#### Reading text:
Article 12 gives the State Attorney the power to apply to a court to request a ban on the distribution of media programming that "invites the forceful destruction of the constitutional system and violation of the territorial integrity of the Republic; infringes on the guaranteed human and citizen's freedoms and rights; or instigates national, racial or religious intolerance or hatred."

Article 21 establishes a right to bring defamation actions against media outlets which have insulted an individual's honour, integrity or dignity or which have made untrue statements about someone.

Article 24 prohibits the publication of "information and opinions that instigate discrimination, hatred or violence against person or group of persons based on their belonging or not belonging to a certain race, religion, nation, ethnic group, sex or sexual orientation". There is a defence, which was not found in the previous version of the law,
applicable if the information is judged to be of the public interest and was published "without intention to instigate discrimination, hatred or violence".

Many of these provisions contain generally accepted restrictions on freedom of expression. ARTICLE 19 has specific problems with some of these provisions, set out below. However, our main concern is that these prohibitions, to the extent that they are legitimate, should be applicable to everyone, not just the media. As a result, they are normally found in laws of general application. Where this is the case, repetition in a media specific law places the media under a double obligation and gives the impression that the media is being singled out for harsh treatment. This tends to have a chilling effect on freedom of expression, and serves no legitimate interest.


Articles 5, 12, 21 and 24 should be removed from the draft Media Law. To the extent that they contain legitimate restrictions on freedom of expression, they may be transferred to laws of general application.

#### Problem requirements:
In the draft media law commentary, which articles are recommended for removal from the draft Media Law?

#### Given records:

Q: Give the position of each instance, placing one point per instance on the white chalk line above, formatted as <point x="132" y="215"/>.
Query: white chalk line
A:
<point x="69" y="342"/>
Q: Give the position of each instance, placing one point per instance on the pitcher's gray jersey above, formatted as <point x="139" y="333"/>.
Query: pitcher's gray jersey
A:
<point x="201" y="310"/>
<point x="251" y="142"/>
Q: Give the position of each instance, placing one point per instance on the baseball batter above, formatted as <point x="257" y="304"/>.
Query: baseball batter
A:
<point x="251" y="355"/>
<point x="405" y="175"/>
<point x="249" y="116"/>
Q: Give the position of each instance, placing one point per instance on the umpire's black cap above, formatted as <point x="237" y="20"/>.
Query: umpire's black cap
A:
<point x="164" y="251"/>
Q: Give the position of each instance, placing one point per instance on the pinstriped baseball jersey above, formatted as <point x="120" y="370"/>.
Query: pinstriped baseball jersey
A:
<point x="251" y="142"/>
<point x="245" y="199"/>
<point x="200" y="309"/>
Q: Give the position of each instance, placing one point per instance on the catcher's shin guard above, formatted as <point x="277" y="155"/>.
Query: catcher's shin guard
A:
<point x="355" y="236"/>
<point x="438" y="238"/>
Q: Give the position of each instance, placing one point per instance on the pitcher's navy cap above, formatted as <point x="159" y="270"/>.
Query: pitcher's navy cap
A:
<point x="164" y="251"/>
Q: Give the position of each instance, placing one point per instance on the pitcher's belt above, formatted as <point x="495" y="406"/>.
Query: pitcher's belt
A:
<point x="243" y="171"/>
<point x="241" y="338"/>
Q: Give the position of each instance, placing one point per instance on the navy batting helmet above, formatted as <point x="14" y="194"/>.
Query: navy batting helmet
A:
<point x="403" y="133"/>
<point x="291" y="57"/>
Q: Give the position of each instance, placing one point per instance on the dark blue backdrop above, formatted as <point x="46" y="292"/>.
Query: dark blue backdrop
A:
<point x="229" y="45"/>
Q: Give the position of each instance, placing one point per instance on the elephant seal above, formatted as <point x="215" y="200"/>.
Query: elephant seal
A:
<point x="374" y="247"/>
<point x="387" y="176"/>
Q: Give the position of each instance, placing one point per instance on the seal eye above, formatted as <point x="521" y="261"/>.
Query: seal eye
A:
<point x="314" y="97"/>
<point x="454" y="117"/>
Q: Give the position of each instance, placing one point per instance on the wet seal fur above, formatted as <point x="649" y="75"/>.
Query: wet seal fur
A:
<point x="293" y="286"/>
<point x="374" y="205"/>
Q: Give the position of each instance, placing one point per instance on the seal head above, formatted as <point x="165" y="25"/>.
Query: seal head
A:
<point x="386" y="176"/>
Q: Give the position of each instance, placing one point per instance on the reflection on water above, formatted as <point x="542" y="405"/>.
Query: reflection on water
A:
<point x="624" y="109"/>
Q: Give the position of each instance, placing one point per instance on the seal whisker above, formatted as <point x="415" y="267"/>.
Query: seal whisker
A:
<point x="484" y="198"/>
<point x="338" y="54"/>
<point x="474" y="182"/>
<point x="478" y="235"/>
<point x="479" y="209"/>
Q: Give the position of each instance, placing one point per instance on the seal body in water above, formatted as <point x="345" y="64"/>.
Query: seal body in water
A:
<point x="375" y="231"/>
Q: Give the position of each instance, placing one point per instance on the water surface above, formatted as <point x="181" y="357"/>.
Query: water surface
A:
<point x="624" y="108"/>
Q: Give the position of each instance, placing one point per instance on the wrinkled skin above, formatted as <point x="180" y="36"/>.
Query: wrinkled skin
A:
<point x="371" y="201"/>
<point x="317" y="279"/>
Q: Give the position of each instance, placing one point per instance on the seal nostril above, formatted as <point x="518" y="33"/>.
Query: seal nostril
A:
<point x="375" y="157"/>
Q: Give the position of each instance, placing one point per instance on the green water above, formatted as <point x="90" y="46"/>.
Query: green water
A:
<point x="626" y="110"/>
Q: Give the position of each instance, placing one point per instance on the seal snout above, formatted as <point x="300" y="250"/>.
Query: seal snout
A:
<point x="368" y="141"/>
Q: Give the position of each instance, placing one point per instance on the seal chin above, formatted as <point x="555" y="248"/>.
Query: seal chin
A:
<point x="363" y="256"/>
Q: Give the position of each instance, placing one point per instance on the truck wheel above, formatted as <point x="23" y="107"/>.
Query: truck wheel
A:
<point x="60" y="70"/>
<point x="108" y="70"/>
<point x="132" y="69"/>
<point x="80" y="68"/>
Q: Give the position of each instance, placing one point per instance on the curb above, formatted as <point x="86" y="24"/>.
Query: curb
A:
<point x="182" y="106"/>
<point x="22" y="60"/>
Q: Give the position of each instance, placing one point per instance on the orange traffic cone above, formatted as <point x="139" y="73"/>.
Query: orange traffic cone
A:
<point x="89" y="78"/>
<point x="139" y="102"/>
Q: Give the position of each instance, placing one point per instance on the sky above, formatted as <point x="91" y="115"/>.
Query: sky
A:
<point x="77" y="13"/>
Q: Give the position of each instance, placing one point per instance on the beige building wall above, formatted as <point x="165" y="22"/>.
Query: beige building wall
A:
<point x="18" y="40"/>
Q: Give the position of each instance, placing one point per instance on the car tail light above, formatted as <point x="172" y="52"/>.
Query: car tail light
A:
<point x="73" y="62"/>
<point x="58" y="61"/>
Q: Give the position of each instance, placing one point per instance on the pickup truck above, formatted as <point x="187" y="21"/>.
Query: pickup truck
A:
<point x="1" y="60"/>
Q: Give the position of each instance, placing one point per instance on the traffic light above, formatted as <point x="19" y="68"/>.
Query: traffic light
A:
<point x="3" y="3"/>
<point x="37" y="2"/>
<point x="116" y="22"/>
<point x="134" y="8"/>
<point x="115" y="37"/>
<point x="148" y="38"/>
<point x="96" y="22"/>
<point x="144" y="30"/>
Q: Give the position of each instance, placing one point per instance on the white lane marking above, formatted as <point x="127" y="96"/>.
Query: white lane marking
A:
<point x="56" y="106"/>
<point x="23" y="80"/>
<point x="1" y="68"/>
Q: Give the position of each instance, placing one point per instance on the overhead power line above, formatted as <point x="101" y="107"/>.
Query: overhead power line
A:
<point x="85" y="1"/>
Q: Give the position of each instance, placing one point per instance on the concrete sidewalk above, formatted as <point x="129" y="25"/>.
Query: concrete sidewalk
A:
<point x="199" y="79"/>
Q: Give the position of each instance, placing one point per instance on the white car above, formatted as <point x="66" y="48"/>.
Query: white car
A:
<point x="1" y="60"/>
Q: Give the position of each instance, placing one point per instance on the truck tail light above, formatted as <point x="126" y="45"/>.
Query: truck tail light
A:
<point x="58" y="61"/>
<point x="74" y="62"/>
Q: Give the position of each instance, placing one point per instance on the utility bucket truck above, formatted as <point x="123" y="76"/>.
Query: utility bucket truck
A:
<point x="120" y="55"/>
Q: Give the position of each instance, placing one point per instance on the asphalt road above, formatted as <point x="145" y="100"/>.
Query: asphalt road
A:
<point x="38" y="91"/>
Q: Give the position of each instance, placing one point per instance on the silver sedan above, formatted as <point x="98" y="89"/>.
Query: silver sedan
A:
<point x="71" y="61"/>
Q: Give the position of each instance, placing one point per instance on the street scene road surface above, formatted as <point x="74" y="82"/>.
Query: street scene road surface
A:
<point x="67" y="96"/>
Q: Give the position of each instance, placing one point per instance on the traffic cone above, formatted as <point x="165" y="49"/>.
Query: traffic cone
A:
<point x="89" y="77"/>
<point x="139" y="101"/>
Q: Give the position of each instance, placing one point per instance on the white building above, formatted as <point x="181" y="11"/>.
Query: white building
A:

#### Written solution:
Articles 5, 12, 21 and 24.